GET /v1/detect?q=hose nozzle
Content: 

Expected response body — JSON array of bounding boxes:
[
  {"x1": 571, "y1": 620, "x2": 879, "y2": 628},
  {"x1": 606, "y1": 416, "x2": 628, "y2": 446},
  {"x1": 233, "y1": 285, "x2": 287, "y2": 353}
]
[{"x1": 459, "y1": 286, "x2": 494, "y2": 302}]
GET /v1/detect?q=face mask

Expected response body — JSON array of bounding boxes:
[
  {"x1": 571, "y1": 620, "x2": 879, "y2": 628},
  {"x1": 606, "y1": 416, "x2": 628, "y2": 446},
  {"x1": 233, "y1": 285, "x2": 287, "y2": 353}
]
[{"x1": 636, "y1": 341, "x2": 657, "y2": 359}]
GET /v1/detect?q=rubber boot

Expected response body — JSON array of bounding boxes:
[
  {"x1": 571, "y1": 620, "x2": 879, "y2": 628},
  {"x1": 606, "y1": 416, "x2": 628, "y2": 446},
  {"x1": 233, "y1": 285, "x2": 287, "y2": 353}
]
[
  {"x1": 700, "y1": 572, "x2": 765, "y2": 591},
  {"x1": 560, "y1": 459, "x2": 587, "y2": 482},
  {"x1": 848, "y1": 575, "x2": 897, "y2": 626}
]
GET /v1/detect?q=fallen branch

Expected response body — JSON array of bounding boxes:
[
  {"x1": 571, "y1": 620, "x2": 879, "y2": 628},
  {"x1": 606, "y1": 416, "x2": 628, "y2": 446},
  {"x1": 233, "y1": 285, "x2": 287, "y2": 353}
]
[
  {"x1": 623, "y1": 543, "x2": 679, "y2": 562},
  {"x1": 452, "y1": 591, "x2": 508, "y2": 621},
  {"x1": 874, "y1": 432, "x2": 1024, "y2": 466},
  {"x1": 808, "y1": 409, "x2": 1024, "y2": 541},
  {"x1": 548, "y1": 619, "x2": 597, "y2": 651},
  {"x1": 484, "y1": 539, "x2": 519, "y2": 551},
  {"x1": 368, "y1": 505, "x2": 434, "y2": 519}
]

• • • •

▶ _Exercise description_: Rewrite the records from the line containing "GET /v1/detect?q=face mask" through the end, changing "Expected response body" to "Sample response body" and leaving everything else as it is.

▶ _Response to this task_:
GET /v1/detect?q=face mask

Sample response body — JSON array of bounding boxes:
[
  {"x1": 571, "y1": 620, "x2": 879, "y2": 628},
  {"x1": 606, "y1": 416, "x2": 628, "y2": 446},
  {"x1": 233, "y1": 285, "x2": 287, "y2": 353}
]
[{"x1": 636, "y1": 341, "x2": 657, "y2": 359}]
GET /v1/detect?q=rubber boot

Sample response body — JSON array of bounding boxes:
[
  {"x1": 571, "y1": 620, "x2": 879, "y2": 628},
  {"x1": 606, "y1": 416, "x2": 628, "y2": 446},
  {"x1": 233, "y1": 285, "x2": 287, "y2": 353}
]
[
  {"x1": 700, "y1": 572, "x2": 765, "y2": 591},
  {"x1": 560, "y1": 459, "x2": 587, "y2": 482},
  {"x1": 848, "y1": 575, "x2": 897, "y2": 626}
]
GET /v1/detect?q=fallen branch

Sample response body — JSON array of bounding boxes:
[
  {"x1": 571, "y1": 620, "x2": 879, "y2": 628},
  {"x1": 606, "y1": 416, "x2": 628, "y2": 446},
  {"x1": 233, "y1": 285, "x2": 287, "y2": 353}
]
[
  {"x1": 623, "y1": 543, "x2": 679, "y2": 562},
  {"x1": 452, "y1": 591, "x2": 508, "y2": 621},
  {"x1": 874, "y1": 432, "x2": 1024, "y2": 466},
  {"x1": 808, "y1": 409, "x2": 1024, "y2": 541},
  {"x1": 548, "y1": 619, "x2": 597, "y2": 651},
  {"x1": 484, "y1": 539, "x2": 519, "y2": 551},
  {"x1": 368, "y1": 505, "x2": 434, "y2": 519}
]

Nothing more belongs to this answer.